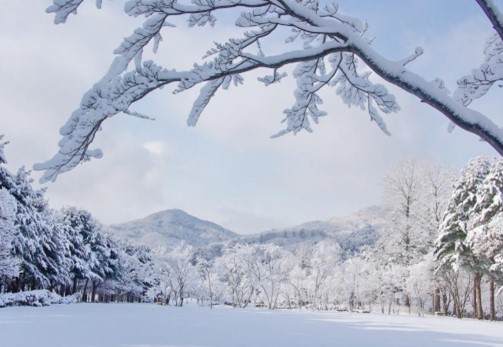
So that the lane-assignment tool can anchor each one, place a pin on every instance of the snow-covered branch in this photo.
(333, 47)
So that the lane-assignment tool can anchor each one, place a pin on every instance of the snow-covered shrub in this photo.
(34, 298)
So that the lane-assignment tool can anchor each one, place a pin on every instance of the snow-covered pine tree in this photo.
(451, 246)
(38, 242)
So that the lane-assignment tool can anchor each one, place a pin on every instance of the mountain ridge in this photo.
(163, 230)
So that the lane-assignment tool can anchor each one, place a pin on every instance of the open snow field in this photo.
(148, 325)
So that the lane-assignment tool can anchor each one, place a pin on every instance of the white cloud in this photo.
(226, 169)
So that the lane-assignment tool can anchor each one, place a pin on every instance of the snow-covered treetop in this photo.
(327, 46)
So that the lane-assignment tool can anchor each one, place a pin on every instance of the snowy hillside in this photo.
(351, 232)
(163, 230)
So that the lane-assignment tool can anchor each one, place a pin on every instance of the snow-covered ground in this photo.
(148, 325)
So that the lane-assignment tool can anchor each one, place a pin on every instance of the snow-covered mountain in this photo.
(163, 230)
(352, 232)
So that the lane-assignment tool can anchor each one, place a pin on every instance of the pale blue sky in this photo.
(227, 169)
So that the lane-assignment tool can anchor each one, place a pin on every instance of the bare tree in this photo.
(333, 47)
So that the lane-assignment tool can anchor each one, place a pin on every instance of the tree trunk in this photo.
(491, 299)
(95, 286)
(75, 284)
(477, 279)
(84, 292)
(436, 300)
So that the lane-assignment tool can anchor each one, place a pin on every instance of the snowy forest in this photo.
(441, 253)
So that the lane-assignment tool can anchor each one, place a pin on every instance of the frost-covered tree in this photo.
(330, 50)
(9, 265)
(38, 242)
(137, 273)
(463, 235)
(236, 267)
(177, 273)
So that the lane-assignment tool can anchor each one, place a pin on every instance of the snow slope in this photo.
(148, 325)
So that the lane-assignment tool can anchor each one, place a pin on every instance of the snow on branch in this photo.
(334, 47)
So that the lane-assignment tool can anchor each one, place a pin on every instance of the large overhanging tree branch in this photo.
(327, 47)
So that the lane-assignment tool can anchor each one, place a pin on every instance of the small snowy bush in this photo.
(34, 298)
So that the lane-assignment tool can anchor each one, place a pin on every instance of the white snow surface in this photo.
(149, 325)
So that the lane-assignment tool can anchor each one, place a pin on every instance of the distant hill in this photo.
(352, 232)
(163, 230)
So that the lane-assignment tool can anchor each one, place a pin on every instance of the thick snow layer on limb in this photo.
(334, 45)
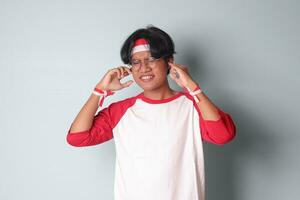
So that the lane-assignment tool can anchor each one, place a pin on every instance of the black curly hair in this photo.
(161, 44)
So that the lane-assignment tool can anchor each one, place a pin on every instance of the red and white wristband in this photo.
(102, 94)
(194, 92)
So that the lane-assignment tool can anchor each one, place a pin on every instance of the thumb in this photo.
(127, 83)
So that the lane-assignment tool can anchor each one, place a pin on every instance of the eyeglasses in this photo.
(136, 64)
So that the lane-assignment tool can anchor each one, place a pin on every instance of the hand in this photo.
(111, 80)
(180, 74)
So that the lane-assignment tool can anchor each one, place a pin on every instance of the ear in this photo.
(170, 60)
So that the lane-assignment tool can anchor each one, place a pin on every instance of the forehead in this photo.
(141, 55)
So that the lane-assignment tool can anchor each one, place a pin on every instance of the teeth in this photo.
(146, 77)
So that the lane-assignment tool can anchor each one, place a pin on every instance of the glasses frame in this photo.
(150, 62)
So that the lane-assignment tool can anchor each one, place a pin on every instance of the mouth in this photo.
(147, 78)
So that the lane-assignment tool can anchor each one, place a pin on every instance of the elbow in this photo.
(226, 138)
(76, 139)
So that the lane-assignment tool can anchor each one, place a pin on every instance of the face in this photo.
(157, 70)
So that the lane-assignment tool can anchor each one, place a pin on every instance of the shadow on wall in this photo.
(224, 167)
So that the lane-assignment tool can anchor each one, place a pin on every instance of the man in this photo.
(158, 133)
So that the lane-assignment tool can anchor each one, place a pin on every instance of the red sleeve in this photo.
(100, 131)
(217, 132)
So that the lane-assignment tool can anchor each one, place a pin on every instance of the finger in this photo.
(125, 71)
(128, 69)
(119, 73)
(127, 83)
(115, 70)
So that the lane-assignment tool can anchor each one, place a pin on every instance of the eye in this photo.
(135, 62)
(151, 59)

◆ **PROBLEM**: Copy the whole listing above word for word but do not carry over the pictures.

◆ **EXERCISE RESPONSE**:
So that the lane-assignment tool can anchor each one, place a pin on every instance of the snow-covered branch in this photo.
(333, 47)
So that the lane-assignment tool can anchor each one, place a pin on every instance of the snow-covered shrub in this photo.
(34, 298)
So that the lane-assignment tool can anchor each one, place a pin on every instance of the snow-covered pine tree in this photo.
(451, 246)
(38, 242)
So that the lane-assignment tool can anchor each one, place a pin on every instance of the mountain ridge in this photo.
(163, 230)
So that the lane-assignment tool can anchor each one, place a pin on every instance of the open snow field in this photo.
(148, 325)
So that the lane-assignment tool can anchor each one, place a pin on every instance of the white cloud in this photo.
(226, 169)
So that the lane-assignment tool can anchor each one, place a pin on every instance of the snow-covered treetop in this photo.
(327, 46)
So that the lane-assignment tool can anchor each one, place a pin on every instance of the snowy hillside in this photo.
(351, 232)
(163, 230)
So that the lane-assignment tool can anchor each one, place a pin on every instance of the snow-covered ground in this photo.
(148, 325)
So that the lane-assignment tool can anchor each one, place a pin on every instance of the snow-covered mountain in this photo.
(163, 230)
(352, 232)
So that the lane-assignment tool can anchor each one, place a pin on every instance of the pale blue sky in this photo.
(227, 169)
So that the lane-assignment tool can anchor each one, place a pin on every instance of the bare tree in this photo.
(333, 47)
So that the lane-assignment tool can anchor each one, place a pin on every instance of the tree trunk in this photo.
(491, 299)
(95, 286)
(75, 284)
(477, 279)
(84, 292)
(436, 300)
So that the lane-assignment tool can anchor each one, place a pin on every instance of the snowy forest in this photo.
(441, 253)
So that the lane-assignment tool can anchor each one, place a pin on every instance of the frost-covered tree in this photo.
(330, 50)
(9, 265)
(38, 242)
(137, 273)
(463, 235)
(236, 267)
(177, 273)
So that the lane-assignment tool can anchor each one, place a pin on every instance of the snow slope in this photo.
(148, 325)
So that the lane-assignment tool can anchor each one, place a pin on every instance of the snow on branch in this photo.
(334, 47)
So that the lane-assignment tool can anchor each one, place a pin on every instance of the large overhanging tree branch in this photo.
(327, 47)
So that the lane-assignment tool can anchor each one, place a pin on every instance of the small snowy bush in this photo.
(34, 298)
So that the lane-assignment tool can anchor each one, place a pin on every instance of the white snow surface in this photo.
(149, 325)
So that the lane-assignment tool can anchor each one, place a pin on every instance of the distant hill in this photo.
(352, 232)
(163, 230)
So that the lane-assignment tool can anchor each one, place a pin on every instance of the thick snow layer on limb in this photo.
(334, 45)
So that the lane-assignment tool can anchor each one, place a pin on every instance of the black curly hair in this photo.
(161, 44)
So that the lane-assignment tool can anchor each one, place a pin on every instance of the red and white wristband in this photo.
(102, 94)
(194, 92)
So that the lane-assignment tool can anchor each one, place a pin on every instance of the thumb in this photo.
(127, 83)
So that the lane-assignment tool can anchor each one, place a pin on every instance of the eyeglasses in this photo.
(136, 64)
So that the lane-assignment tool can anchor each one, place a pin on every instance of the hand in this photo.
(111, 80)
(180, 74)
So that the lane-assignment tool can anchor each one, place a pin on every instance of the ear in this photo.
(170, 60)
So that the lane-assignment tool can anchor each one, place a pin on every instance of the forehead in this photo.
(141, 55)
So that the lane-assignment tool can anchor each one, place a pin on every instance of the teeth in this photo.
(146, 77)
So that the lane-assignment tool can anchor each one, place a pin on every instance of the glasses frame in this photo.
(150, 62)
So that the lane-assignment tool can anchor each one, place a pin on every instance of the mouth in this photo.
(147, 78)
So that the lane-assignment tool can anchor each one, place a pin on every instance of the elbow in this photo.
(226, 138)
(76, 139)
So that the lane-assignment tool can anchor each one, place a pin on every instance of the face in this photo.
(157, 70)
So that the lane-assignment tool can anchor each one, place a pin on every instance of the shadow on wall in this photo.
(224, 167)
So that the lane-assignment tool can anchor each one, place a pin on every instance of the man in this photo.
(158, 133)
So that the lane-assignment tool can anchor each one, place a pin on every instance of the red sleeve in this photo.
(100, 131)
(217, 132)
So that the lane-assignment tool can anchor each one, place a pin on every instance of the finger in this photo.
(125, 71)
(128, 69)
(119, 73)
(127, 83)
(115, 70)
So that the lane-assignment tool can anchor each one, place a pin on every instance of the eye in this photo.
(135, 62)
(151, 59)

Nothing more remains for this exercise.